- [TASK DESCRIPTION] Each entry below is to be duplicated precisely.

=====

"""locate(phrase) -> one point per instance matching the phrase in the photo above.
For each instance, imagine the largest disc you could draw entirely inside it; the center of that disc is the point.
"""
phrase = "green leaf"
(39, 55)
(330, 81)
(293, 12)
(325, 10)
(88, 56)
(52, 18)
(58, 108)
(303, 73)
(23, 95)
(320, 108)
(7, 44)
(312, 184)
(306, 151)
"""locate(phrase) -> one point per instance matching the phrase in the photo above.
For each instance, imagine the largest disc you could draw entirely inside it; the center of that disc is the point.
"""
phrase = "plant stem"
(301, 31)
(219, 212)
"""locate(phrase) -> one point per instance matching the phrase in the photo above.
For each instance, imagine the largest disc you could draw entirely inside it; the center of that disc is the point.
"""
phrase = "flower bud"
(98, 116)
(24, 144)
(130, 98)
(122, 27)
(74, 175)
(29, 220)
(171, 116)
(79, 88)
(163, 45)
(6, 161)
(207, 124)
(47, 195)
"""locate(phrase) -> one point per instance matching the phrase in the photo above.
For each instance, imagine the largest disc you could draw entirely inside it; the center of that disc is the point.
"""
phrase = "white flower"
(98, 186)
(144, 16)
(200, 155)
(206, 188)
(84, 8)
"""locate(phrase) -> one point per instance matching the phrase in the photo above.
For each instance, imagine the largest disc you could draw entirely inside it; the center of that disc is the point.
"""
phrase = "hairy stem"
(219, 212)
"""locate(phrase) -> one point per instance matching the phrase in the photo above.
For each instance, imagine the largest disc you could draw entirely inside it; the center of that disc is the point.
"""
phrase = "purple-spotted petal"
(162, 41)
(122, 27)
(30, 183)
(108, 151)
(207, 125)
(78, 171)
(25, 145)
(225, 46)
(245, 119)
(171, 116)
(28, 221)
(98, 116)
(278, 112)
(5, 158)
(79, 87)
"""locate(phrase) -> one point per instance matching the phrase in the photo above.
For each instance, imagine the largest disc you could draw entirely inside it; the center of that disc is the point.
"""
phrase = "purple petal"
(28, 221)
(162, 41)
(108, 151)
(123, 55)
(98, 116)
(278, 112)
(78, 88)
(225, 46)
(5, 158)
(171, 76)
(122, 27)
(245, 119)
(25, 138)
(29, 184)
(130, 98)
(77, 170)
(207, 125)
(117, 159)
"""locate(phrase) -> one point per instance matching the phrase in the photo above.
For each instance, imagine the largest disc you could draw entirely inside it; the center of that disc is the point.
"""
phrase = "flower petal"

=====

- [SOLUTION TO THIS PROBLEM]
"""locate(phrase) -> one point per instance matching the phrase in the photo above.
For each instance, imagine the largest disc you could draw entirely inside it; the center of that disc is the point.
"""
phrase = "green leaf"
(39, 55)
(330, 81)
(293, 12)
(325, 10)
(88, 56)
(52, 18)
(58, 108)
(303, 73)
(23, 95)
(320, 108)
(7, 44)
(312, 184)
(306, 151)
"""locate(phrase) -> one point per instance matching the phrase in the photo above.
For each instance, imagine the largest disc you could draw entirely inside it; the center of that disc is the point.
"""
phrase = "plant stem"
(301, 31)
(219, 212)
"""locate(phrase) -> one point per instance matching the phrase in the photo above.
For each instance, imagine the largest disc you could draw entirely inside it; the center of that disc is the point.
"""
phrase = "flower bud"
(98, 116)
(24, 144)
(130, 98)
(122, 27)
(74, 175)
(29, 220)
(171, 116)
(79, 88)
(163, 45)
(6, 161)
(207, 124)
(47, 195)
"""locate(phrase) -> one point per instance matching the phrase in the photo above.
For each instance, imagine the largest disc you could draw entirely inside it; the center of that disc is the point.
"""
phrase = "white flower"
(98, 186)
(144, 16)
(200, 155)
(206, 188)
(84, 8)
"""locate(phrase) -> one point per instance matching the phrase in the photo above.
For each instance, imagine the largest disc you could draw entirely inside it; the center of that disc is the point.
"""
phrase = "hairy stem"
(219, 212)
"""locate(phrase) -> one point per instance matching the phrase in the photo above.
For each instance, imagine the largest disc you could draw entirely inside it; the center of that disc is the point.
"""
phrase = "purple-spotted petal"
(162, 41)
(122, 27)
(30, 183)
(108, 151)
(207, 125)
(78, 171)
(25, 145)
(225, 46)
(245, 119)
(171, 116)
(28, 221)
(98, 116)
(278, 112)
(5, 158)
(79, 87)
"""locate(phrase) -> one point per instance matching the phrase in the photo above.
For each instance, imagine the largest disc you could draw entirely inside it; the center of that disc is the point.
"""
phrase = "purple petal"
(28, 221)
(162, 41)
(108, 151)
(123, 55)
(98, 116)
(278, 112)
(78, 88)
(225, 46)
(5, 158)
(171, 76)
(122, 27)
(245, 119)
(25, 138)
(29, 184)
(130, 98)
(77, 170)
(207, 125)
(117, 159)
"""locate(phrase) -> one point per instance matching the phrase in the photo above.
For each instance, imagine the largest disc you could draw entirely inside it; the center of that disc is the point.
"""
phrase = "flower petal"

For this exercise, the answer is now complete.